# EXTRACTED RECORDS
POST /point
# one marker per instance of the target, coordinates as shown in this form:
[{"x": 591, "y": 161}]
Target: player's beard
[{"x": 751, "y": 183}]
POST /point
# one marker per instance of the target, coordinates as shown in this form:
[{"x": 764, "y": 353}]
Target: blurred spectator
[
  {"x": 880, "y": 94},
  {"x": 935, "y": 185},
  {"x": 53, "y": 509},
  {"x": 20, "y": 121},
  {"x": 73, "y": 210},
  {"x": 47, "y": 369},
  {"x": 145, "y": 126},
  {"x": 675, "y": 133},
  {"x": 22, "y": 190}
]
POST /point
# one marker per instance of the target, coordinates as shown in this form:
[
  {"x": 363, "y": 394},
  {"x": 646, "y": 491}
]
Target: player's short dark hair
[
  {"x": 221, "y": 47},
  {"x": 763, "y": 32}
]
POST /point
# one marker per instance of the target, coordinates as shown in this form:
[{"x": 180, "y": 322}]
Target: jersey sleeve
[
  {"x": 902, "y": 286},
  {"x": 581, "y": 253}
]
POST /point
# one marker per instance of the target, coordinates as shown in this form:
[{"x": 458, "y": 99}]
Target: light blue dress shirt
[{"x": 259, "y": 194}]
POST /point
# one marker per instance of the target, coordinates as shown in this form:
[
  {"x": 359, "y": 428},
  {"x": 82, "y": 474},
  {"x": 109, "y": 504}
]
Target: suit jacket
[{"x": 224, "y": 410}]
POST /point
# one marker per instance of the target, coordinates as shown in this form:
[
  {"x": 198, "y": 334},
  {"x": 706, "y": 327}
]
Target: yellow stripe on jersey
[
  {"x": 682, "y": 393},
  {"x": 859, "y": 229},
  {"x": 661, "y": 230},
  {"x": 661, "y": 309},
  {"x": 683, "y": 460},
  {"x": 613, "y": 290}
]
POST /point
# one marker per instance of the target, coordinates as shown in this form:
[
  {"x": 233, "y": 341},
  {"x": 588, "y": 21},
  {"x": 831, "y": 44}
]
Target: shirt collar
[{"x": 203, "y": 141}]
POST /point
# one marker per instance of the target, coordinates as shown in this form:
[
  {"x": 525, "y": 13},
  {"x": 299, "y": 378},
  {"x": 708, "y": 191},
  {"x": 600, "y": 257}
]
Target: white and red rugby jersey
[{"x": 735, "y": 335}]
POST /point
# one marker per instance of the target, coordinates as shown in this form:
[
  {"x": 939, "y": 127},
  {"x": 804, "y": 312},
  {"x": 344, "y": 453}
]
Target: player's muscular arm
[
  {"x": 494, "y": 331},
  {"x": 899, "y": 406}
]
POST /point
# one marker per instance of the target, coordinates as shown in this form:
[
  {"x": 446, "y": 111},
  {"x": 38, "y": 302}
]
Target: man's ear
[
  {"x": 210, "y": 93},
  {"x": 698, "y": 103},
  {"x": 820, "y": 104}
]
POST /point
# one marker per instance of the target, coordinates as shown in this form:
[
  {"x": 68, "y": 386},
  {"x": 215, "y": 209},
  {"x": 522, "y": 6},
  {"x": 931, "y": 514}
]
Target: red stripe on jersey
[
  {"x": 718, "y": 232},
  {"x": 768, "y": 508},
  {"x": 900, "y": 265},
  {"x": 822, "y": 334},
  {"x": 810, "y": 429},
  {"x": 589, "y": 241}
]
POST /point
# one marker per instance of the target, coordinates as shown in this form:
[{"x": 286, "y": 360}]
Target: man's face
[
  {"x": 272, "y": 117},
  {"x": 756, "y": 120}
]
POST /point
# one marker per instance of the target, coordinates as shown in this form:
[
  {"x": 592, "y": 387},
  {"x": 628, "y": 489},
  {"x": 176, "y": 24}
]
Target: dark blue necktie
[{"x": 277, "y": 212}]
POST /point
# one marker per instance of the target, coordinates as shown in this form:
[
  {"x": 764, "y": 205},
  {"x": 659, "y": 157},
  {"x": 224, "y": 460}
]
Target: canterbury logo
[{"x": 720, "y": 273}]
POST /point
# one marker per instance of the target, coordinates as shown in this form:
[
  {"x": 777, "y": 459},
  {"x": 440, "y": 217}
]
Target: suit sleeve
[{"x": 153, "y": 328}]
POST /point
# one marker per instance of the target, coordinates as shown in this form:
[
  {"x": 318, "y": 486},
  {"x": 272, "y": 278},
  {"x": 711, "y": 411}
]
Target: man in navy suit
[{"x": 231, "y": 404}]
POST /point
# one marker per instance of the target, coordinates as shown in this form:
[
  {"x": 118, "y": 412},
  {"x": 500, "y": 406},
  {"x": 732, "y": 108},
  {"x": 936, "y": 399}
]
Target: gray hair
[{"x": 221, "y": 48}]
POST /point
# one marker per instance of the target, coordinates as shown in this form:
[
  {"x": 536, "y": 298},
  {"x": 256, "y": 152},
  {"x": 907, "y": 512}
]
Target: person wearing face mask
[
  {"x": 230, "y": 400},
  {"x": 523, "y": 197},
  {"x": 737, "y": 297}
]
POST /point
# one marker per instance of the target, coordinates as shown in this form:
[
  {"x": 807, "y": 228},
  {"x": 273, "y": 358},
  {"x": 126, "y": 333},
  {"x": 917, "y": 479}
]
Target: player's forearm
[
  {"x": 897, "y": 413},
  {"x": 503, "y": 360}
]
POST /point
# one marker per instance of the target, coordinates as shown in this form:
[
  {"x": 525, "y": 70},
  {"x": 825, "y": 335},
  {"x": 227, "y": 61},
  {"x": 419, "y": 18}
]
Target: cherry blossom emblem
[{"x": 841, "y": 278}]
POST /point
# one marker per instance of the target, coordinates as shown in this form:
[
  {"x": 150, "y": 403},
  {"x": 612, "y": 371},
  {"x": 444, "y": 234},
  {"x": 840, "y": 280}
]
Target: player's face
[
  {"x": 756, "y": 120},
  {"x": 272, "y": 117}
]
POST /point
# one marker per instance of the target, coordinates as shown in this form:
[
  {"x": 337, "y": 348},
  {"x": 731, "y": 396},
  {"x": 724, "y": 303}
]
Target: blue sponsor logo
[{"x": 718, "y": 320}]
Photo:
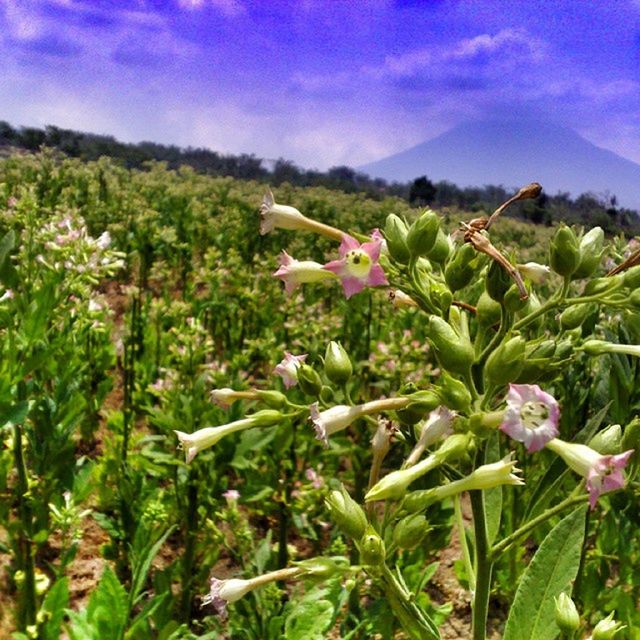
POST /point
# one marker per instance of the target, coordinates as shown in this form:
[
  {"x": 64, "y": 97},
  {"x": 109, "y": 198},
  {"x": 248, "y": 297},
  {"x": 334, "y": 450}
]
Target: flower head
[
  {"x": 288, "y": 369},
  {"x": 296, "y": 272},
  {"x": 603, "y": 473},
  {"x": 332, "y": 420},
  {"x": 531, "y": 417},
  {"x": 358, "y": 265}
]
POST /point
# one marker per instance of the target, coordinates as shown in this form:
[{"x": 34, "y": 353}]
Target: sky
[{"x": 320, "y": 82}]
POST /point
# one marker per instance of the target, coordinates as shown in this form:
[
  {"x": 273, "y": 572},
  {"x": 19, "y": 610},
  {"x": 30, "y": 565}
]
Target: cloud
[{"x": 228, "y": 8}]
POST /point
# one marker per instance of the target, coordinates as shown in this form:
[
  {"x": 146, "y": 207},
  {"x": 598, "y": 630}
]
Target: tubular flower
[
  {"x": 603, "y": 473},
  {"x": 226, "y": 397},
  {"x": 288, "y": 369},
  {"x": 341, "y": 416},
  {"x": 296, "y": 272},
  {"x": 358, "y": 265},
  {"x": 531, "y": 417},
  {"x": 280, "y": 216},
  {"x": 193, "y": 443}
]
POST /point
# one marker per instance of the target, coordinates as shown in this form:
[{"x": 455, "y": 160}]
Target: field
[{"x": 128, "y": 297}]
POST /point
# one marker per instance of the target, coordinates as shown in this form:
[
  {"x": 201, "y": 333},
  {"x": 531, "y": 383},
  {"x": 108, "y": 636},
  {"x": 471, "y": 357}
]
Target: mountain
[{"x": 514, "y": 153}]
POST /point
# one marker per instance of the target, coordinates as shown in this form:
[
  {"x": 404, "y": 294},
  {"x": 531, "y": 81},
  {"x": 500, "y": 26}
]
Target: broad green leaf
[
  {"x": 552, "y": 571},
  {"x": 492, "y": 497}
]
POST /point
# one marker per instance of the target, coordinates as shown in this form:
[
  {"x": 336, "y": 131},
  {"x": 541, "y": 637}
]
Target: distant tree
[{"x": 422, "y": 192}]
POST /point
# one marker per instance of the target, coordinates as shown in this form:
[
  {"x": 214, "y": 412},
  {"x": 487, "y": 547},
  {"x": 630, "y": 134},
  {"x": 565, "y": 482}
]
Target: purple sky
[{"x": 321, "y": 82}]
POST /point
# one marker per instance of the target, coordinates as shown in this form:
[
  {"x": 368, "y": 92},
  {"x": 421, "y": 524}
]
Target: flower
[
  {"x": 296, "y": 272},
  {"x": 280, "y": 216},
  {"x": 288, "y": 369},
  {"x": 603, "y": 473},
  {"x": 531, "y": 417},
  {"x": 358, "y": 265},
  {"x": 226, "y": 397},
  {"x": 193, "y": 443},
  {"x": 332, "y": 420}
]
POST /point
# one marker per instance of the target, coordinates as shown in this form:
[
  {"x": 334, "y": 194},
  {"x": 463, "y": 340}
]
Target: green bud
[
  {"x": 337, "y": 365},
  {"x": 421, "y": 403},
  {"x": 454, "y": 352},
  {"x": 327, "y": 395},
  {"x": 441, "y": 248},
  {"x": 440, "y": 296},
  {"x": 461, "y": 269},
  {"x": 607, "y": 628},
  {"x": 273, "y": 399},
  {"x": 346, "y": 513},
  {"x": 505, "y": 363},
  {"x": 423, "y": 233},
  {"x": 512, "y": 300},
  {"x": 497, "y": 282},
  {"x": 600, "y": 285},
  {"x": 372, "y": 551},
  {"x": 488, "y": 311},
  {"x": 567, "y": 617},
  {"x": 591, "y": 253},
  {"x": 564, "y": 251},
  {"x": 309, "y": 380},
  {"x": 453, "y": 393},
  {"x": 573, "y": 317},
  {"x": 410, "y": 531},
  {"x": 395, "y": 232},
  {"x": 266, "y": 418},
  {"x": 631, "y": 277},
  {"x": 631, "y": 436},
  {"x": 608, "y": 441}
]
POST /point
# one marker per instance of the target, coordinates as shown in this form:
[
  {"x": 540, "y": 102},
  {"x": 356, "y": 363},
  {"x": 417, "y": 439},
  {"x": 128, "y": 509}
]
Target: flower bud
[
  {"x": 453, "y": 393},
  {"x": 454, "y": 352},
  {"x": 461, "y": 269},
  {"x": 497, "y": 282},
  {"x": 273, "y": 399},
  {"x": 395, "y": 232},
  {"x": 488, "y": 311},
  {"x": 506, "y": 362},
  {"x": 309, "y": 380},
  {"x": 564, "y": 251},
  {"x": 441, "y": 248},
  {"x": 631, "y": 277},
  {"x": 423, "y": 233},
  {"x": 512, "y": 300},
  {"x": 372, "y": 551},
  {"x": 591, "y": 252},
  {"x": 420, "y": 403},
  {"x": 607, "y": 628},
  {"x": 337, "y": 365},
  {"x": 567, "y": 617},
  {"x": 608, "y": 441},
  {"x": 346, "y": 513},
  {"x": 573, "y": 317},
  {"x": 410, "y": 531}
]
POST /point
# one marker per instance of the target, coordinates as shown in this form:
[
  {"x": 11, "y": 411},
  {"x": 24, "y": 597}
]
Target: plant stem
[
  {"x": 504, "y": 544},
  {"x": 484, "y": 567}
]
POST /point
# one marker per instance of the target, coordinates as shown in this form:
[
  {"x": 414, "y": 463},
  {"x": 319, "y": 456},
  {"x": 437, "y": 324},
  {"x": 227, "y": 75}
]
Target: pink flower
[
  {"x": 358, "y": 265},
  {"x": 288, "y": 369},
  {"x": 603, "y": 473},
  {"x": 531, "y": 417},
  {"x": 296, "y": 272}
]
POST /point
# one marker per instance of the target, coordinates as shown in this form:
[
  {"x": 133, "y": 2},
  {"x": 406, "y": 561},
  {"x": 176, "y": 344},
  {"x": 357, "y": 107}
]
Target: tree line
[{"x": 589, "y": 209}]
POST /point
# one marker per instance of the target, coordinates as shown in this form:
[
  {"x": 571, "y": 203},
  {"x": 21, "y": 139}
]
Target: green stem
[
  {"x": 484, "y": 567},
  {"x": 505, "y": 543}
]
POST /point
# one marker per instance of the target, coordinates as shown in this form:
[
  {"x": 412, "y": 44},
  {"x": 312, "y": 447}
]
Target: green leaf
[
  {"x": 493, "y": 497},
  {"x": 552, "y": 571},
  {"x": 54, "y": 605}
]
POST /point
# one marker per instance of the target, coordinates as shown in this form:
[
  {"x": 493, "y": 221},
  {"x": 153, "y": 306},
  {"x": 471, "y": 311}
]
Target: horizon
[{"x": 322, "y": 86}]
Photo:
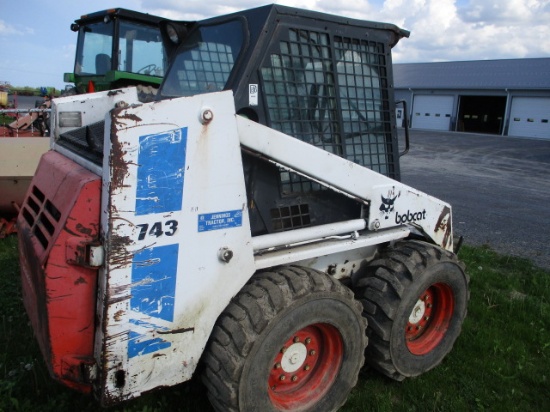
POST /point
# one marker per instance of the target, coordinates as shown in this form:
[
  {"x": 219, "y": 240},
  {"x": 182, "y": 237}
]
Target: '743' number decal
[{"x": 158, "y": 229}]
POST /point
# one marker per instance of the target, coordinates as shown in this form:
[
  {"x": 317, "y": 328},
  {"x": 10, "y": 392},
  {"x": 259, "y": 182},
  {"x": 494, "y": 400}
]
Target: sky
[{"x": 37, "y": 46}]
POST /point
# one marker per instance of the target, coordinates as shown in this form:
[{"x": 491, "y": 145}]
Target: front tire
[
  {"x": 415, "y": 299},
  {"x": 291, "y": 340}
]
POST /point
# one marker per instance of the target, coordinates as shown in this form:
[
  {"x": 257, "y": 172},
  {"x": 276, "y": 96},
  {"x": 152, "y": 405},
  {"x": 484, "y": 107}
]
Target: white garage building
[{"x": 507, "y": 97}]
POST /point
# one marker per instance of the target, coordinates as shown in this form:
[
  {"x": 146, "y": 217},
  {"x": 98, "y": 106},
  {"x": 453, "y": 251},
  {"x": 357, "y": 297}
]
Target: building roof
[{"x": 512, "y": 74}]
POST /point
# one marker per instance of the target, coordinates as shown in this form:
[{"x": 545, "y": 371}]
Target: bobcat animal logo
[{"x": 388, "y": 203}]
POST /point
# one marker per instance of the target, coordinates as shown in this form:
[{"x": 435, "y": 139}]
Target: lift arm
[{"x": 390, "y": 203}]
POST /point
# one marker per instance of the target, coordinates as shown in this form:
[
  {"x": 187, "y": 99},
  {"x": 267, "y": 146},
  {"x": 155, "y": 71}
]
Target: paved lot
[{"x": 499, "y": 187}]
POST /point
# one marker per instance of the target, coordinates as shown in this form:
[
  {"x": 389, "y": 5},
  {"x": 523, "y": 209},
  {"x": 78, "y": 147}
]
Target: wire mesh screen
[{"x": 332, "y": 96}]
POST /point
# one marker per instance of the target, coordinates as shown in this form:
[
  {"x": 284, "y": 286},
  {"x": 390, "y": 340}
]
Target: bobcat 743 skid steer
[{"x": 250, "y": 221}]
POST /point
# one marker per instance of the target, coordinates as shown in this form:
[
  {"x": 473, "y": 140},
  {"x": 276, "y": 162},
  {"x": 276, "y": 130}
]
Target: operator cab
[
  {"x": 117, "y": 48},
  {"x": 319, "y": 79}
]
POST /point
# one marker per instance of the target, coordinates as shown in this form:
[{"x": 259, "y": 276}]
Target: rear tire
[
  {"x": 293, "y": 339},
  {"x": 415, "y": 300}
]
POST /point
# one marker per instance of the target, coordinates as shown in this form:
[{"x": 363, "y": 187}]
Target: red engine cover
[{"x": 58, "y": 219}]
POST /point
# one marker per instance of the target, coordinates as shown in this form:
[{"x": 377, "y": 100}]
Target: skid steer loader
[{"x": 250, "y": 221}]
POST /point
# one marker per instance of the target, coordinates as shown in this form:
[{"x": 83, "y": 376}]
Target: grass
[{"x": 499, "y": 363}]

# EXERCISE DETAILS
Find every line in the records that contains the word "steer" and copy each one out. Case counts.

# COMPLETED TASK
Target: bobcat 743 skid steer
Target: skid steer loader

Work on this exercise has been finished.